Exercise aim:
Skip the pictures. Reproduce all other material exactly.

════════════════

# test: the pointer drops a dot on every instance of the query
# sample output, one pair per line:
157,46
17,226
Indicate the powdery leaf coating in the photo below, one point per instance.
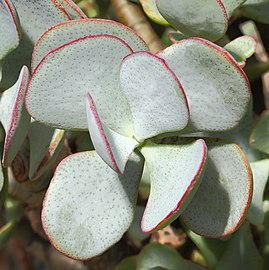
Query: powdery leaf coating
260,170
70,30
222,200
155,95
241,252
241,48
113,148
14,117
72,9
257,12
207,18
45,145
232,5
57,89
175,174
9,30
260,134
88,206
150,8
217,89
40,14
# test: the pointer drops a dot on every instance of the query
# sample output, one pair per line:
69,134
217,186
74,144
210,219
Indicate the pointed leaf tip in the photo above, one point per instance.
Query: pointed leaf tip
175,174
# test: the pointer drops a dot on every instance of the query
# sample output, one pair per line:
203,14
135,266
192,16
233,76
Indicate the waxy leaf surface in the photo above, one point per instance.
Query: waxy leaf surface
88,206
70,30
114,148
40,14
260,171
222,200
57,89
9,30
259,138
155,95
207,18
241,48
175,174
45,145
14,117
217,89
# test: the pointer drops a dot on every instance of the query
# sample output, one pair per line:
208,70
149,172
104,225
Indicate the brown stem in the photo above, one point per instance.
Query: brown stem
131,15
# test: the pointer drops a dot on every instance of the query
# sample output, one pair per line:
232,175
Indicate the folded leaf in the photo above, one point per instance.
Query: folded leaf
14,117
260,134
207,18
155,95
88,206
175,174
57,89
68,31
222,200
113,148
45,145
217,89
10,28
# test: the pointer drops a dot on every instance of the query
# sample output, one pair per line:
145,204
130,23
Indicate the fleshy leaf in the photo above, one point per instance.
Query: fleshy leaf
113,148
207,18
217,89
157,256
155,96
40,14
257,12
135,231
88,206
57,89
65,32
9,30
175,174
232,5
14,117
259,138
150,8
241,252
241,48
45,145
72,9
260,171
222,200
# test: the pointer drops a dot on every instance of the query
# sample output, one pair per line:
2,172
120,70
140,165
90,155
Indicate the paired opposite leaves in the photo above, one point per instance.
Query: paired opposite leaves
217,89
155,95
96,204
57,89
14,117
222,200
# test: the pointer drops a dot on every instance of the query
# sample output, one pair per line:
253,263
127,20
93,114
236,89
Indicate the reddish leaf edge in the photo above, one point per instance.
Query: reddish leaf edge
82,21
182,199
48,55
166,66
19,101
243,217
102,132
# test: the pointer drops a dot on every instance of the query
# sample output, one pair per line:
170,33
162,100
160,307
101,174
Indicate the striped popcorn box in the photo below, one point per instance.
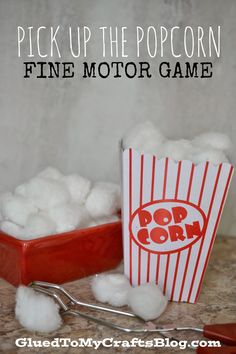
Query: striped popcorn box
171,211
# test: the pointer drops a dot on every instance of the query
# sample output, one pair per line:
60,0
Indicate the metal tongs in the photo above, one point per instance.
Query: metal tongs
225,333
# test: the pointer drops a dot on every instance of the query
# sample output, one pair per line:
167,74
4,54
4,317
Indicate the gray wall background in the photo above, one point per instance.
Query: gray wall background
76,124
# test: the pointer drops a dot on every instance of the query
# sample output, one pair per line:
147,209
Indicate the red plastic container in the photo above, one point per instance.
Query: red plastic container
63,257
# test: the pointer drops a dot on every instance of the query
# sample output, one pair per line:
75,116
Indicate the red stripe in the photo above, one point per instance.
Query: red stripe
157,268
140,204
190,182
177,261
130,213
185,273
215,229
141,181
175,276
153,177
165,179
203,184
166,274
152,198
190,248
139,265
203,238
148,268
178,178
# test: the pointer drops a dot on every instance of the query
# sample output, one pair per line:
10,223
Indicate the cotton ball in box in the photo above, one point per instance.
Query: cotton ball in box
36,312
46,193
213,140
111,288
78,187
145,137
39,225
17,209
50,172
68,216
208,154
103,200
147,301
175,149
106,220
12,229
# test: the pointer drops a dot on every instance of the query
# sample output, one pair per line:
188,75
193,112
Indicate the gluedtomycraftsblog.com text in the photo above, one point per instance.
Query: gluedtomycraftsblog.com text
140,52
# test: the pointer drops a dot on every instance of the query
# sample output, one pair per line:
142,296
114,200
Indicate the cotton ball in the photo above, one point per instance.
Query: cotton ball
47,193
17,209
207,154
21,190
39,225
111,288
107,220
102,201
67,217
12,229
147,301
78,187
113,188
50,172
213,140
36,312
176,149
145,137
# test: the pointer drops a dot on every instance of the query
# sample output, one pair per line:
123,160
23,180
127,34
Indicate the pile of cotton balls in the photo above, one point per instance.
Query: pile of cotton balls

════════════════

Full response:
# test: the pointer drops a dot on every instance of the query
# sample output, one pair per line:
157,46
17,226
Indicate the powdery leaf coating in the photo below, one point per instance.
Query: powdery leaf coating
260,170
70,30
222,200
155,95
241,252
241,48
113,148
14,117
72,9
257,12
207,18
45,145
232,5
57,89
175,174
9,30
260,134
88,206
150,8
217,89
40,14
# test: the pointer drops a dot on every instance of the query
# sample output, one pair per line:
69,134
217,186
74,144
210,219
Indicate the pointed leaf tip in the photo above, one point per instance.
Query: pointed leaf tip
175,174
# test: the pointer drops a dot on every instance of the query
# sample output, one pair per line:
203,14
135,266
192,16
233,76
Indicate the waxy leaf surface in the photo above, one point per instance.
Query: waxy leaf surface
88,206
70,30
114,148
40,14
260,171
222,200
57,89
9,30
259,138
155,95
207,18
241,48
175,174
45,145
14,117
217,89
# test: the pointer drops a dot on every instance of the query
# sample output, one pair per line:
208,70
149,172
104,225
Indicate the brown stem in the photo above, one point per instance.
Query: brown stem
131,15
# test: the pointer drops a dot on every instance of the query
# sample output, one pair per line:
232,175
Indicate the folded leaf in the photo above, one point per instance.
Query: folded leaf
14,117
260,134
207,18
155,95
88,206
175,174
57,89
68,31
222,200
113,148
45,145
217,89
10,28
# test: the pointer drops a dot on every instance of the query
# sample output, one pair per line:
145,204
130,23
Indicate the fleshy leaf in the photo above, one point per instance.
Query: fleshy leaf
113,148
207,18
217,89
157,256
155,96
40,14
257,12
135,231
88,206
57,89
65,32
9,30
175,174
232,5
14,117
259,138
150,8
241,252
241,48
45,145
72,9
260,171
222,200
# test: the pointer drops a dot on every instance of the query
# sample output, one pair per line:
2,172
120,70
140,165
90,155
Indicate the paired opposite leaves in the photo above, one point per instance.
Query: paired opposite leaves
217,89
155,95
96,204
57,89
14,117
222,200
# test: the pointer drops a dot on every instance of the query
# sample output, one pair per line:
253,263
127,20
93,114
236,89
Indicate the reddish leaf edge in the photo above, one point per instance.
Query: reddish leaf edge
82,21
182,199
48,55
166,66
19,101
243,217
102,132
# test: the pointer drops a dot on every instance of the query
# sample output, one pair per line:
170,33
162,100
160,307
101,174
Indicate the striped popcorn box in the photo below, one point per instance.
Query: striped popcorn box
171,211
# test: the pointer drops a dot on every instance of the query
# sample output, one pair per line:
60,0
Indicate the metal tongs in the photo above, one point per instance.
Query: metal tongs
225,333
# test: the pointer drops a dot on every instance of the query
# sample output, one pair per line:
167,74
4,54
4,317
Indicate the gray wall background in the photo above, one point per instance.
Query: gray wall background
76,124
# test: the pointer drops a dot on every instance of the query
# sample output, one pair per line:
147,209
Indicate the red plastic container in the photo above, one point per instance.
Query: red plastic container
63,257
# test: the pointer drops a dot on every instance of the query
# sample output, one pair per line:
75,116
Indicate the red stripe in the photo above, one point per instance.
Query: red stripe
157,268
140,204
190,182
177,261
130,213
185,273
215,229
141,181
175,276
153,177
165,179
203,184
166,274
152,198
190,248
139,265
203,238
148,268
178,178
# test: the pointer drops a dot on every instance of the query
# sample output, one pair per line:
10,223
Indicate the cotton ball in box in the photo above, one point per instance.
Query: cotton ball in box
36,312
46,193
213,140
111,288
78,187
145,137
39,225
17,209
50,172
68,216
208,154
103,200
147,301
175,149
106,220
12,229
# test: the pointer drops a dot on every instance of the query
# sample output, one pair per line:
188,75
193,112
Indicate the gluedtomycraftsblog.com text in the photo above, one point per instance.
Query: gluedtomycraftsblog.com text
140,52
# test: the pointer drops a dot on every instance of the query
# sample output, one pair per line:
142,296
114,200
Indicate the cotton ball in the photo above, one point per instance.
Query: cotton ball
47,193
17,209
207,154
21,190
39,225
111,288
107,220
102,201
67,217
12,229
147,301
78,187
113,188
50,172
213,140
36,312
176,149
145,137
# test: the pointer drops a dot on every instance of the query
# sample output, one pair per line:
123,160
23,180
127,34
Indicate the pile of cotton balls in the photo above, one point per instance.
Query: pile of cotton balls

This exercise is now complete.